• Given task
Please output the material below, from its start through the line containing "[64, 62, 96, 118]", as a two-column CSV headed input and output, with one row per text and the coordinates given after it, each in a single quoted field with line breaks replaced by spaces. Leave out the pictures.

════════════════

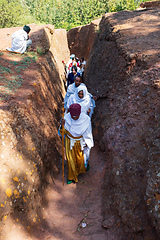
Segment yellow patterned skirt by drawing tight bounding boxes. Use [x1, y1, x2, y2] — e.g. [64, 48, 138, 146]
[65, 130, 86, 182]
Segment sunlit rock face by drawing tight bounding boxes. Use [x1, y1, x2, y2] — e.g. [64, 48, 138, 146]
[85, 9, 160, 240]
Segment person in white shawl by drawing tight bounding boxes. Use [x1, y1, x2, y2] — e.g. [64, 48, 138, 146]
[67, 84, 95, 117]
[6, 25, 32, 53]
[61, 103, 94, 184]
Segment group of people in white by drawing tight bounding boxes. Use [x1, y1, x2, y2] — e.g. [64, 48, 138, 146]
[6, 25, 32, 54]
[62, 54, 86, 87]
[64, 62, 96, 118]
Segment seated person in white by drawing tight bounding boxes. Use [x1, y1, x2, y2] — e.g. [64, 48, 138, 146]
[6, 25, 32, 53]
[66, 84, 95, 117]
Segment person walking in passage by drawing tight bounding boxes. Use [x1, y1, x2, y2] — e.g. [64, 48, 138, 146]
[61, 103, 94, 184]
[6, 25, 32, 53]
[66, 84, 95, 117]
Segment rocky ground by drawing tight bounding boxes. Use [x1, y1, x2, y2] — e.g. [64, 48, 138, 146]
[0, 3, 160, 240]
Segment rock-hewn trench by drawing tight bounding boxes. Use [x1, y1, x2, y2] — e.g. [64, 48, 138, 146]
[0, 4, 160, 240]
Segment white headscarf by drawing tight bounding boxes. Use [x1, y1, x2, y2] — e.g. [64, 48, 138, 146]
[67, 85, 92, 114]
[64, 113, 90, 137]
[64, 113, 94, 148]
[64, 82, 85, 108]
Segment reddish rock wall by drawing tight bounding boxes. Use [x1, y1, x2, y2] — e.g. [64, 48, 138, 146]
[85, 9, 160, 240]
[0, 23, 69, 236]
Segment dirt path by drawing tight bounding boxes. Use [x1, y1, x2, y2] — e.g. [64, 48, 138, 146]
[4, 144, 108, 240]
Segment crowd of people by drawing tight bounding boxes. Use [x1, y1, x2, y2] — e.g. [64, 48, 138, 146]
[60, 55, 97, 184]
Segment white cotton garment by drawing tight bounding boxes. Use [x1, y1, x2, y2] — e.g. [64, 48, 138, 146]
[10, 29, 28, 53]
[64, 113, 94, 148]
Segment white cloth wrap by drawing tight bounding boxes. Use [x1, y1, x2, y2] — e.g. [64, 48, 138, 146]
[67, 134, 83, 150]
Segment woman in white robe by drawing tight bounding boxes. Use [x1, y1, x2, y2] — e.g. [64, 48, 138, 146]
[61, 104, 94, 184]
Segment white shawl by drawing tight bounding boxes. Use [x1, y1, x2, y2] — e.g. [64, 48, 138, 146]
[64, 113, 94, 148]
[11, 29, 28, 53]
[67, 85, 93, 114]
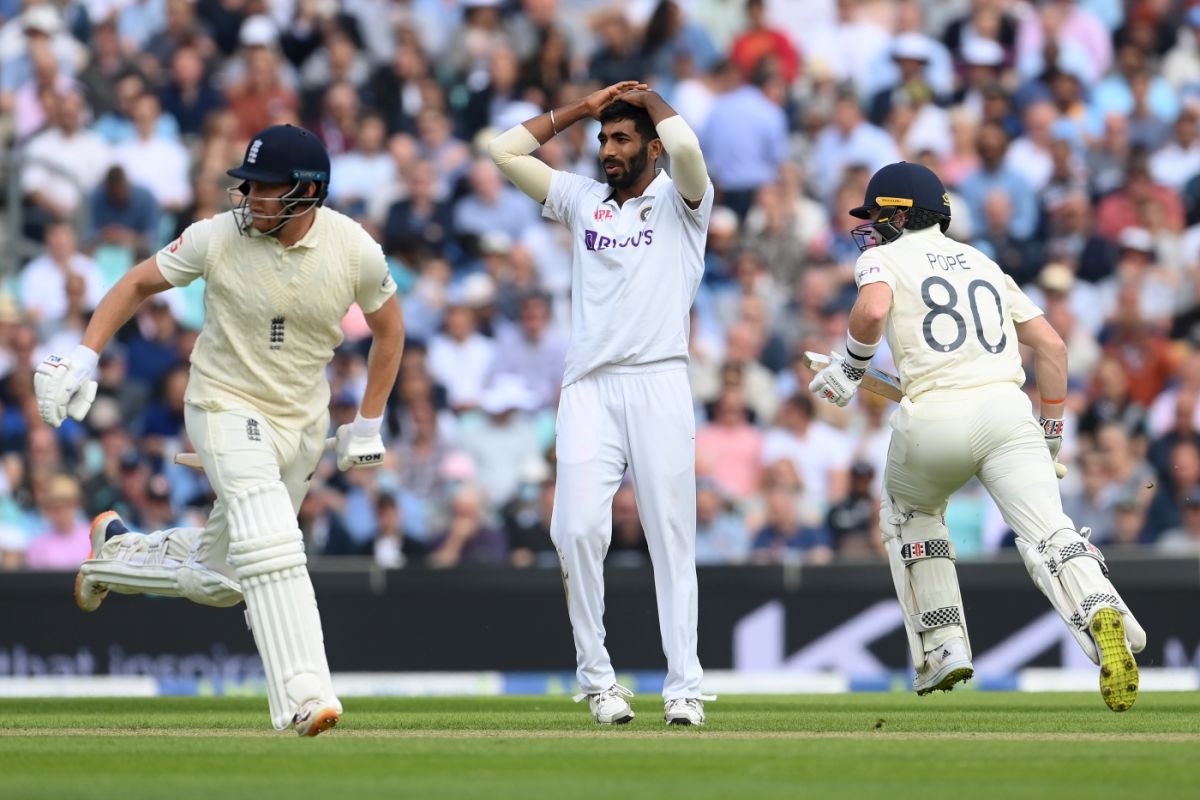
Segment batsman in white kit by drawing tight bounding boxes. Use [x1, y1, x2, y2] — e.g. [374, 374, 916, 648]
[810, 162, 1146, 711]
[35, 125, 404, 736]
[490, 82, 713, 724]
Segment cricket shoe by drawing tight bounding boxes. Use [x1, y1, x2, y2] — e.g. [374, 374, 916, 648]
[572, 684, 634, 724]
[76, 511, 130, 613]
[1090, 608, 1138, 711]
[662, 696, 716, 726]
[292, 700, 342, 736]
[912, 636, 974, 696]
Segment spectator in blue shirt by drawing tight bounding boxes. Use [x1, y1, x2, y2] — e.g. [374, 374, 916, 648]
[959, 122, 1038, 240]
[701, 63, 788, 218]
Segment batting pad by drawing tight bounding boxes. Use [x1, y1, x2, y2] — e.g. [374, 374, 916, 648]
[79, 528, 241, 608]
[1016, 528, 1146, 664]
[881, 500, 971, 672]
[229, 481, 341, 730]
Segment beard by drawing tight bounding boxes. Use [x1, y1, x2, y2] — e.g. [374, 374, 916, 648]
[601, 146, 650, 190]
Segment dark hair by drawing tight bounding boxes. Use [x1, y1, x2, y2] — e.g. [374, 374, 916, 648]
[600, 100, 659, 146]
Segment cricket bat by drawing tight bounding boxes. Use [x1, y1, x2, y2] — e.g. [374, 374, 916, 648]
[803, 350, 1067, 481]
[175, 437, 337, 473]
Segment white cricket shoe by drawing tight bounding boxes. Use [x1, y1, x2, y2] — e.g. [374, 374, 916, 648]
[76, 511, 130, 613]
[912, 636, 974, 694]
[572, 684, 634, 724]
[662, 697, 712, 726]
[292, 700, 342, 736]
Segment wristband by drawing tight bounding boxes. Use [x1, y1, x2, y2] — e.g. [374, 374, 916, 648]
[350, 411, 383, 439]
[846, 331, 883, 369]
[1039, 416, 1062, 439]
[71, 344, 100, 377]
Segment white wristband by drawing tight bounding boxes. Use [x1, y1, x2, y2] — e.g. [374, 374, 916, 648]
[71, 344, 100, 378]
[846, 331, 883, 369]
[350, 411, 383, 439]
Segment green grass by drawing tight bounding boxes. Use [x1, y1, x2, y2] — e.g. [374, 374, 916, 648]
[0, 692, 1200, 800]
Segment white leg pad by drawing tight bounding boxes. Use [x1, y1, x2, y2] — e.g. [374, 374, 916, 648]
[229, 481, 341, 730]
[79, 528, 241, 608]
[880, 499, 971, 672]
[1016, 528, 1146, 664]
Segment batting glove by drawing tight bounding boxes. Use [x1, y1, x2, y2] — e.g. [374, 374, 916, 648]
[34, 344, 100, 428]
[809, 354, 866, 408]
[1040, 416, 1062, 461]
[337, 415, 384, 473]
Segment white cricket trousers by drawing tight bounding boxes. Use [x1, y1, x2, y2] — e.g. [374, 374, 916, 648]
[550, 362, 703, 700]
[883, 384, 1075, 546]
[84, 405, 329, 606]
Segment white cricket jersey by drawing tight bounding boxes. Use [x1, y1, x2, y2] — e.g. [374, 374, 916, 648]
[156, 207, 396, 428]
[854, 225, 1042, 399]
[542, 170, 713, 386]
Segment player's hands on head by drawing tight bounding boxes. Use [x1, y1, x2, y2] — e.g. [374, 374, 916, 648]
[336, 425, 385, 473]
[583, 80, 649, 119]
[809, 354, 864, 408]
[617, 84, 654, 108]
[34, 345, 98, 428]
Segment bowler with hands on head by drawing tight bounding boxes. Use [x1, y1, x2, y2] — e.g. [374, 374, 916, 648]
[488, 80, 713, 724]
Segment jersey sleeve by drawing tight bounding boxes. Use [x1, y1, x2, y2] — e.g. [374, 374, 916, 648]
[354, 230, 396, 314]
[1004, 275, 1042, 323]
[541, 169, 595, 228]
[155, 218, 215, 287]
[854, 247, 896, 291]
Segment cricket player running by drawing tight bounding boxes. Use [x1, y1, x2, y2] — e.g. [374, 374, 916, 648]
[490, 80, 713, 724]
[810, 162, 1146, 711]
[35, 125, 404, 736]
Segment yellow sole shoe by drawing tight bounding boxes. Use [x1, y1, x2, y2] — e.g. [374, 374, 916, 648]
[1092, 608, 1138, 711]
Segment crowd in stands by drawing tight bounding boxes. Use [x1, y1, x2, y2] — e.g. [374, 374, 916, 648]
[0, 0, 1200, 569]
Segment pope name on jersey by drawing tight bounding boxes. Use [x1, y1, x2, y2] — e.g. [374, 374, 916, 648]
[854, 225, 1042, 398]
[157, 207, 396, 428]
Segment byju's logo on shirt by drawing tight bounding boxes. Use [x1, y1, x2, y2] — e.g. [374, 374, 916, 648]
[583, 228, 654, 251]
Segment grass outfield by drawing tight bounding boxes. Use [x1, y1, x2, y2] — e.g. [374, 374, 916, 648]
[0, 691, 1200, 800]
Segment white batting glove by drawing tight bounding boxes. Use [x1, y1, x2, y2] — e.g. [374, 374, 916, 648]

════════════════

• Result for this task
input,output
"Segment yellow patterned skirt by drawing tight bounding boxes. Use [x1, y1, x2, y2] — e.g. [64, 48, 138, 146]","[65, 130, 86, 182]"
"Segment sunlit rock face by drawing tight bounding boxes. Use [x1, y1, x2, y2] — e.g. [64, 48, 138, 146]","[85, 9, 160, 240]"
"Segment person in white shawl by drawing tight bounding boxes. Use [x1, y1, x2, y2] — e.g. [64, 48, 138, 146]","[67, 84, 95, 117] [6, 25, 32, 53] [61, 103, 94, 184]"
"Segment group of people in white by drawing tight bounding boxes. Use [x1, y1, x2, y2] — e.g. [64, 48, 138, 146]","[6, 25, 32, 54] [62, 54, 86, 87] [64, 62, 96, 118]"